§ **DATA RECORDS**

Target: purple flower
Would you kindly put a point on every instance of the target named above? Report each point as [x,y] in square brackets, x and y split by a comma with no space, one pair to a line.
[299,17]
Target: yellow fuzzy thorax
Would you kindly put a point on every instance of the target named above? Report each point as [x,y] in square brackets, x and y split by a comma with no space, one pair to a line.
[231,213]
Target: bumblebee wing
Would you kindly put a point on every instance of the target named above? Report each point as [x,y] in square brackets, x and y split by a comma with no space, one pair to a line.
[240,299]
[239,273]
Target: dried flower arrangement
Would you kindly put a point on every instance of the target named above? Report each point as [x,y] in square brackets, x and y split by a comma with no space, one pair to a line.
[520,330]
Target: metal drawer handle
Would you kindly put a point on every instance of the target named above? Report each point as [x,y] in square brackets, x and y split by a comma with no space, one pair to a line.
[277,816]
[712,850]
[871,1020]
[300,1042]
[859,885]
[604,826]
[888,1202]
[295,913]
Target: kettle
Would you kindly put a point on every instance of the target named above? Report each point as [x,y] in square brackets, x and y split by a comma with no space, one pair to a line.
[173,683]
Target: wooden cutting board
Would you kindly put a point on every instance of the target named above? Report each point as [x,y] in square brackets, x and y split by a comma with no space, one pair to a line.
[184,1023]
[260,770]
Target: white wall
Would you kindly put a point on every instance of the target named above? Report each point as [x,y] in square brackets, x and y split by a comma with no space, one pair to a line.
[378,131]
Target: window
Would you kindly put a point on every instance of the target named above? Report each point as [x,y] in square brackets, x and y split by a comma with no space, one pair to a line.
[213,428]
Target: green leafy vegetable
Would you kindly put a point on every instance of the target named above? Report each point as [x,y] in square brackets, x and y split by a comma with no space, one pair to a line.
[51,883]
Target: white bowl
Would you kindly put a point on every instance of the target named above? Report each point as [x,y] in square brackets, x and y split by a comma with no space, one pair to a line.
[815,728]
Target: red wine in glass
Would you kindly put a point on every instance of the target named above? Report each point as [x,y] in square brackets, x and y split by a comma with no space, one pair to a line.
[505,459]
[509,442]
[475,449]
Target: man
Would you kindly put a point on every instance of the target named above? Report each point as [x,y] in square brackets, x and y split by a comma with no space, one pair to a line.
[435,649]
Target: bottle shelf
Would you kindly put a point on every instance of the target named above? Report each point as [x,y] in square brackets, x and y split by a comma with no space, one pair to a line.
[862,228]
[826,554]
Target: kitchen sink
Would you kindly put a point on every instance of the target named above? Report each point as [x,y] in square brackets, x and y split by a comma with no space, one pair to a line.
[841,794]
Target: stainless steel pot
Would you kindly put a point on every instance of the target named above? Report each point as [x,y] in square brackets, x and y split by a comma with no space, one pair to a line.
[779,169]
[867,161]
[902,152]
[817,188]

§ **TASK DESCRIPTION**
All the records shown above need to be given again exactly.

§ **OUTPUT OF THE EXERCISE**
Target: purple flower
Would you kindly put a point on every instance of the target named above? Report each point as [x,y] in square brackets, x and y split by a comma with no space, one pair to a line.
[299,17]
Target: yellow fuzzy thorax
Would you kindly put a point on every instance of the target named above? Report each point as [x,y] in square brackets, x and y split by a comma with no space, one pair to a line.
[231,213]
Target: bumblebee wing
Would you kindly put a point on every instance of the target named above? Report each point as [x,y] in square brackets, x and y split by a comma with no space, one pair to a line.
[240,299]
[239,273]
Target: dried flower arrangement
Would you kindly put a point on every instance of the target named above? Report each point as [x,y] in square brackets, x and y split by a comma with no space, one pair to a line.
[520,330]
Target: metal drawer handle
Would you kindly put a point on every instance of the target named above? Report each point as [x,y] in square brackets, x and y split by a comma with no space, one pair to a line.
[277,816]
[712,850]
[871,1020]
[300,1042]
[859,885]
[604,826]
[888,1202]
[295,913]
Target: kettle
Would you kindly put a point on every instance of the target named above? Report each point as [x,y] in square brackets, x and y split by a comma with no space, one pair to a line.
[173,683]
Target: wooden cutting board
Would you kindly put a point on every instance of the target named above? Report each point as [x,y] in square brackets, x and y split by a comma with no space, one pair to a line.
[184,1023]
[260,770]
Target: white wall
Would you kindly put a point on every instance of the target named above? Report each point as [x,y] in square brackets, x and y split by a comma with no space, one pair to a line.
[378,131]
Target: window
Would you kindly put a point on every instance of the target named above? Report each point as [x,y] in square brackets, x and y split by a comma with no space, one pair to a line.
[213,428]
Target: green leafy vegetable
Would you kindly put a point on every instance of the target named above? Report each point as [x,y] in square brackets, x and y split by a comma with no space, one pair to a line.
[51,883]
Target: white bowl
Would you kindly put a point on every instance of the target named above? Report each point as [x,y] in square brackets, x and y split by a comma with no space, one pair to a line.
[815,728]
Target: red wine in glass
Would you kindly put a point on every instance of the target named above? Report each point as [x,y] in square brackets, x and y split by a comma with no space, one pair to a line.
[505,459]
[509,442]
[475,449]
Target: man
Would you kindly put a point on every instance of the target named above? Report each point as [x,y] in square brackets, x and y split by a comma with no space, one pair to a line.
[435,649]
Target: bottle shelf
Would you kindly put a point on every instance of the target named above? Report each point as [x,y] in square brackets, x and y split by a comma with no space, one pair to a line.
[862,228]
[826,554]
Target: kitchen sink
Would you kindly put a point on every instance of the target named above? Report each point as [x,y] in square brackets, x and y split by a comma with no space, one pair to a line.
[841,794]
Target: stainless steel pot
Would you kindly put a point on every instance of the target named above? Report each point as [x,y] in square brackets, x and y split by a comma with no space, one pair to a line.
[779,169]
[867,161]
[902,152]
[817,188]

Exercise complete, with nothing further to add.